GIVEN TASK >> Output verbatim the rows starting at the line that contains "seat you see." and ending at the line that contains "[0,0,125,168]", with both of those lines included.

MATERIAL FOR THE TASK >>
+ + + + +

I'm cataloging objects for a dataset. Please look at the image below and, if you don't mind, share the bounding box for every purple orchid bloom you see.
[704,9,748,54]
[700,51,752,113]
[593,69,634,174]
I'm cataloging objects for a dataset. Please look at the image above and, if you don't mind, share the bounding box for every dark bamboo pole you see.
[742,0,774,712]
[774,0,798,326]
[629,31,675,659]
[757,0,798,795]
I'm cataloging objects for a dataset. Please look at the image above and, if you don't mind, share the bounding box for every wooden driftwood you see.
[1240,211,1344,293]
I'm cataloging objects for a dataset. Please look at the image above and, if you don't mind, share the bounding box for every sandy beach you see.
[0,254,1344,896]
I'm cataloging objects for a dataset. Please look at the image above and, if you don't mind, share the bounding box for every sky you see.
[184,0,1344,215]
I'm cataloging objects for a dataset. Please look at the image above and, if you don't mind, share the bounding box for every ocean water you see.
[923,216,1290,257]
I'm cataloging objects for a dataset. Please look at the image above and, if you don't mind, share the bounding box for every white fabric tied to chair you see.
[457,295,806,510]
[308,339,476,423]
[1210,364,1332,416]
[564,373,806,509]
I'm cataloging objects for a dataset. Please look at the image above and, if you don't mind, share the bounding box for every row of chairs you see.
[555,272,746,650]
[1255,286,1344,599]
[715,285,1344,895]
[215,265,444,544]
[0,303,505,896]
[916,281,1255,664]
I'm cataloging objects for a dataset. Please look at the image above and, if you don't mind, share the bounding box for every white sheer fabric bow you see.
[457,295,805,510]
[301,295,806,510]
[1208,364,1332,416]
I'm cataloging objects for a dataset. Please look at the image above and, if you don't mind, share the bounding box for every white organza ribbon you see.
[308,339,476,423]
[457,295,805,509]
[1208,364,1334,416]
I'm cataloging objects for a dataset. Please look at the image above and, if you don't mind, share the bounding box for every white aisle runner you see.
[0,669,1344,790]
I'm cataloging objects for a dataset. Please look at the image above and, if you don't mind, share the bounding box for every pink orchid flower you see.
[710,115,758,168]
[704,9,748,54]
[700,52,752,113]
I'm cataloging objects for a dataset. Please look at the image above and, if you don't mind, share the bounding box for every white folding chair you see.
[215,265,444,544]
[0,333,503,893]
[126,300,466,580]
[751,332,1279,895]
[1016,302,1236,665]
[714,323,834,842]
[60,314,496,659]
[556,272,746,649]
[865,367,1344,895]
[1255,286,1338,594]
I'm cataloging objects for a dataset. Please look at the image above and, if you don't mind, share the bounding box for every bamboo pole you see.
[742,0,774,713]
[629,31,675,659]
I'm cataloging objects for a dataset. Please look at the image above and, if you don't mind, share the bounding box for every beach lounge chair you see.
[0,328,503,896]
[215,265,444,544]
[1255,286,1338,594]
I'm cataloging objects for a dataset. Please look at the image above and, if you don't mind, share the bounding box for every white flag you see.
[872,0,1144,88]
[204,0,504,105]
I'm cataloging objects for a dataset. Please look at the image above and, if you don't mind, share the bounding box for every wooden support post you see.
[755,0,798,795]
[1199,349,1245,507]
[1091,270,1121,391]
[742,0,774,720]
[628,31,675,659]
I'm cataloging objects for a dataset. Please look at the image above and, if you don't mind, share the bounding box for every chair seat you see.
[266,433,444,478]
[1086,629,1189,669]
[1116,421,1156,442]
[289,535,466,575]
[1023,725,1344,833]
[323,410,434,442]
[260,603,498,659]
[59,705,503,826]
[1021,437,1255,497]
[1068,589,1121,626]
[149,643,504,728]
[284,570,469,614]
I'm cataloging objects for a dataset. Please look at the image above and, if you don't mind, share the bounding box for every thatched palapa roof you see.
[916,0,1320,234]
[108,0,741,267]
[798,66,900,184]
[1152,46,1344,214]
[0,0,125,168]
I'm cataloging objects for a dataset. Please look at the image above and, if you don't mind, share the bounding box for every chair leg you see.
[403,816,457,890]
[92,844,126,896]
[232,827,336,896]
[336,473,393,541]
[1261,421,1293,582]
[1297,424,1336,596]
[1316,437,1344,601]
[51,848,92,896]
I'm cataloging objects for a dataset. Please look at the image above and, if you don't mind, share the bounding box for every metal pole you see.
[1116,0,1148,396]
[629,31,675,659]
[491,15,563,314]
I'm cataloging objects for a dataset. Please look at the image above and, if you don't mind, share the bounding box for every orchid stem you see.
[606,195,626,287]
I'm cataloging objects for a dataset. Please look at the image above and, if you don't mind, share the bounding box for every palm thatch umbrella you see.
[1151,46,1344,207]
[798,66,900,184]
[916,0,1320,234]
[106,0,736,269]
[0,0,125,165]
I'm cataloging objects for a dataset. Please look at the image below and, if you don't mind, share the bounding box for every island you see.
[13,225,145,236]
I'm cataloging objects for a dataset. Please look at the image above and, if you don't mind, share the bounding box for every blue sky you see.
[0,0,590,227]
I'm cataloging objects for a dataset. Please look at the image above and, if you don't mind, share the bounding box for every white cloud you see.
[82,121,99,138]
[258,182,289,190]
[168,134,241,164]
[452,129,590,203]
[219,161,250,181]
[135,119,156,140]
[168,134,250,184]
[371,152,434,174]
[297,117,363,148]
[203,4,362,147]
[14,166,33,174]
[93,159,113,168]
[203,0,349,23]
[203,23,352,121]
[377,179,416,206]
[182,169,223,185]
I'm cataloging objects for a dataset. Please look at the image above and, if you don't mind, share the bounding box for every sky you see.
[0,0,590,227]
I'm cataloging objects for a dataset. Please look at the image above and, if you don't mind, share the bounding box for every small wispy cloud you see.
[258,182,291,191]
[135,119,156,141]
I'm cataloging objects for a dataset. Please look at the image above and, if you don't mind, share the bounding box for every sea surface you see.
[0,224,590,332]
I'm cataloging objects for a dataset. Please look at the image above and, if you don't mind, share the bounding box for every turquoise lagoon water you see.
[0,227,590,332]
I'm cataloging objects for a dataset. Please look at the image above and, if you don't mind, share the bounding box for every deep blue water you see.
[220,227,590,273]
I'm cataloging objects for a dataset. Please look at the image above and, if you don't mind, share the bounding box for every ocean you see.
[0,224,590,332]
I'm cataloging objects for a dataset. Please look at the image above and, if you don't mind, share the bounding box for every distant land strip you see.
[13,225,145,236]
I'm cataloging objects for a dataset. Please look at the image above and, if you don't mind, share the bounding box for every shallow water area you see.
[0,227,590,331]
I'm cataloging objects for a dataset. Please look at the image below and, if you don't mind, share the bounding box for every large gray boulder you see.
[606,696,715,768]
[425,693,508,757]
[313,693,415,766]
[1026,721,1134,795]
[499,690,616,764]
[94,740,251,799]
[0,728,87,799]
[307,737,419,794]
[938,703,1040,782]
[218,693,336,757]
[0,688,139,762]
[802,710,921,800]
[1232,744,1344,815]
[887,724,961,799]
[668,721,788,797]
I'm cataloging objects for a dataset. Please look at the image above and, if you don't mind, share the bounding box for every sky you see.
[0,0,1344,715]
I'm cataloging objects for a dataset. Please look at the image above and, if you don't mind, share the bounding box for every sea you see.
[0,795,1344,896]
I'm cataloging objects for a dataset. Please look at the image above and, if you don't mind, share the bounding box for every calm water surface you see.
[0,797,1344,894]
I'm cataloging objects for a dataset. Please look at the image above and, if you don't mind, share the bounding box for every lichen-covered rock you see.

+ + + + +

SOLUTION TO THIS TASK >>
I'm cataloging objects for a dataset. Please look at the image above and, if you don't mind, share the bounding box for every chair seat you see.
[266,433,444,478]
[1086,629,1189,669]
[1116,421,1156,442]
[289,535,466,575]
[1023,725,1344,833]
[323,410,434,442]
[260,603,498,659]
[59,705,503,826]
[1021,437,1255,497]
[1068,589,1121,626]
[149,643,504,728]
[284,570,469,614]
I'm cataloging objects for a dataset. Please look at the image above and, if you don't mind, share the bounding box for every thatched palapa roof you see.
[916,0,1320,234]
[108,0,741,267]
[798,66,900,184]
[1152,46,1344,214]
[0,0,125,168]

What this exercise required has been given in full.